══ Text block
# Quiz Night - Bidi Bondi - Mon 20th Sept



## mikeyb (May 15, 2010)

Ok 2 tables are booked for up to 12 at next weeks Quiz.

Let me know who is coming.

Location - Bidi Bondi - Palm Jumeriah

7.30pm onwards

http://www.timeoutdubai.com/bars/rev...491-bidi-bondi 

Bring your Entertainer Vouchers if you want to eat.


----------



## ipshi (Jul 23, 2010)

why o why dont u do the quiz night thing somewhere closer to me???


----------



## pamela0810 (Apr 5, 2010)

Hey Mikey, I will be able to confirm closer to the date. Thanks for organising!


----------



## Guest (Sep 15, 2010)

Tentative yes for me too, but will confirm closer to the date. I'm sharpening up my quiz skills at this very moment....


----------



## pamela0810 (Apr 5, 2010)

nola said:


> Tentative yes for me too, but will confirm closer to the date. I'm sharpening up my quiz skills at this very moment....


:clap2: Welcome back Nola!


----------



## Guest (Sep 15, 2010)

pamela0810 said:


> :clap2: Welcome back Nola!


Thanks! Back to the fry pan of dubai!:


----------



## stewart (Jun 21, 2009)

Sorry can not make it


----------



## pamela0810 (Apr 5, 2010)

Bumping this back up AND confirming my attendance!
════
◆ Task statement ◆
Copy word for word the part of the quiz night thread that starts with the words containing "7.30pm onwards" and ends with "closer to me???".
══ Material supplied
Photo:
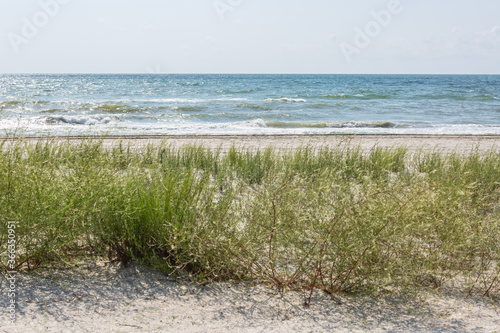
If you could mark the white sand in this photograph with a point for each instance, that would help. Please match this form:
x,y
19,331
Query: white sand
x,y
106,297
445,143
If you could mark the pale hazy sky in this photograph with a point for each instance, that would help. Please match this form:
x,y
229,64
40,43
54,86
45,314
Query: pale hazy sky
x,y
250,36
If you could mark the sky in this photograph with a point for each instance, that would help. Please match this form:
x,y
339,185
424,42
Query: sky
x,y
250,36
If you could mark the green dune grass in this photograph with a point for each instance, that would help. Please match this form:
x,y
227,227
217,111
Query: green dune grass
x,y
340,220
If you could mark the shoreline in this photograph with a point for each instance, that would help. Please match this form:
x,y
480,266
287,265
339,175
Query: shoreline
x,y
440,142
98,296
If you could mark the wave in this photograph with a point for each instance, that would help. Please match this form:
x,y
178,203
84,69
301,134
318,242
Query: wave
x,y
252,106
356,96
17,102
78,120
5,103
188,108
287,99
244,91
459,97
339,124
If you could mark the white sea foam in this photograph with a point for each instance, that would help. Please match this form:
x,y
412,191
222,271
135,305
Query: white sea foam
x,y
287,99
════
══ Material supplied
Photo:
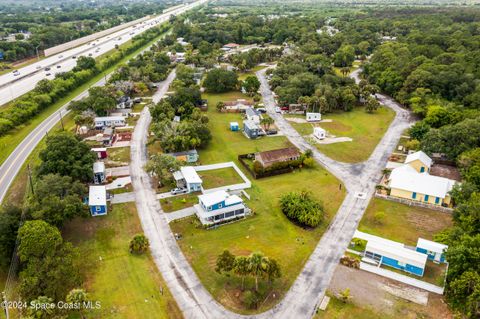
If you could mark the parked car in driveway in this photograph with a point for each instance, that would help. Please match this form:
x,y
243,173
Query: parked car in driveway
════
══ Material supplied
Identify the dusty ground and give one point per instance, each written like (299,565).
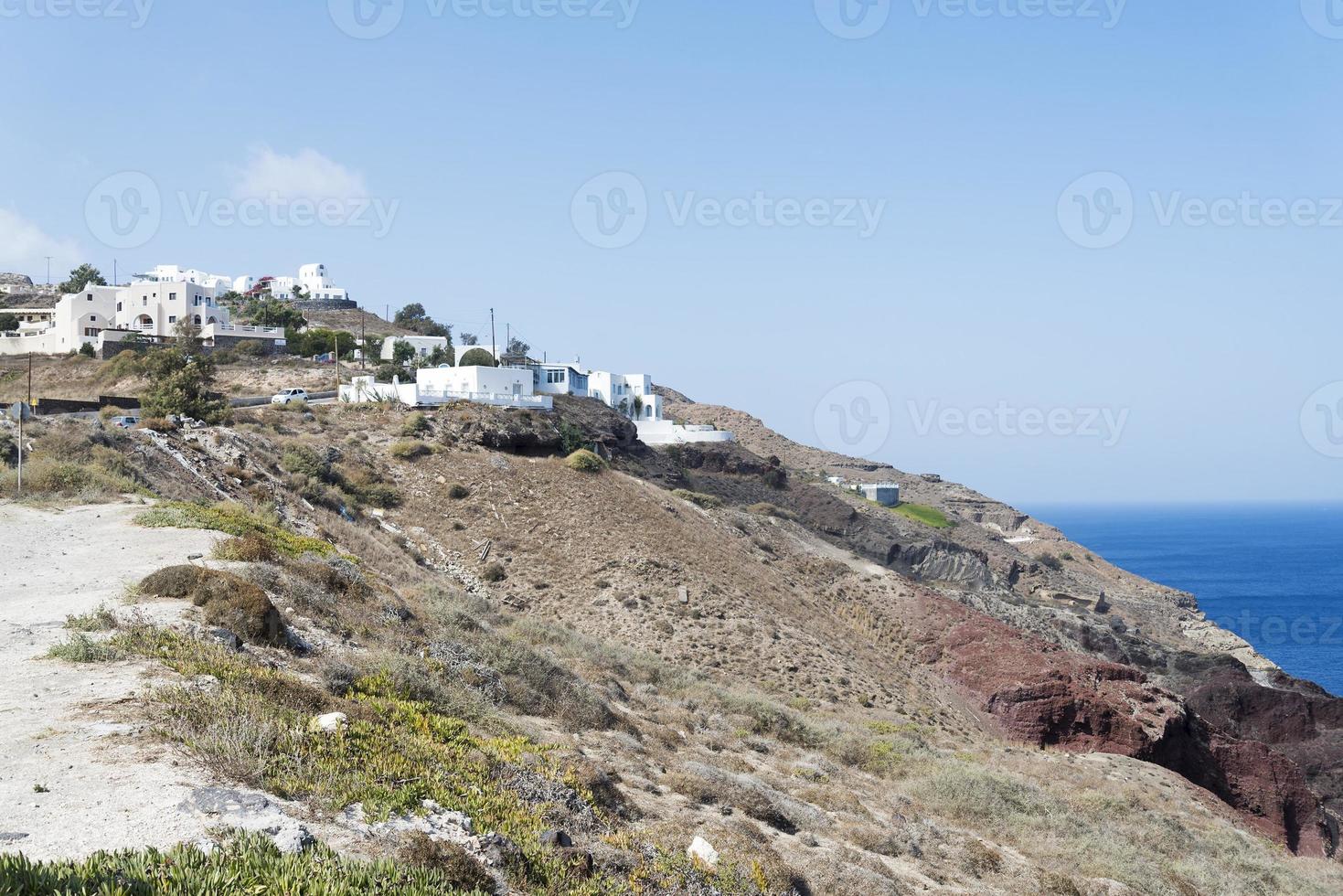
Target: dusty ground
════
◆ Answer to this task ◆
7.30pm onwards

http://www.timeoutdubai.com/bars/rev...491-bidi-bondi 

Bring your Entertainer Vouchers if you want to eat.


----------



## ipshi (Jul 23, 2010)

why o why dont u do the quiz night thing somewhere closer to me???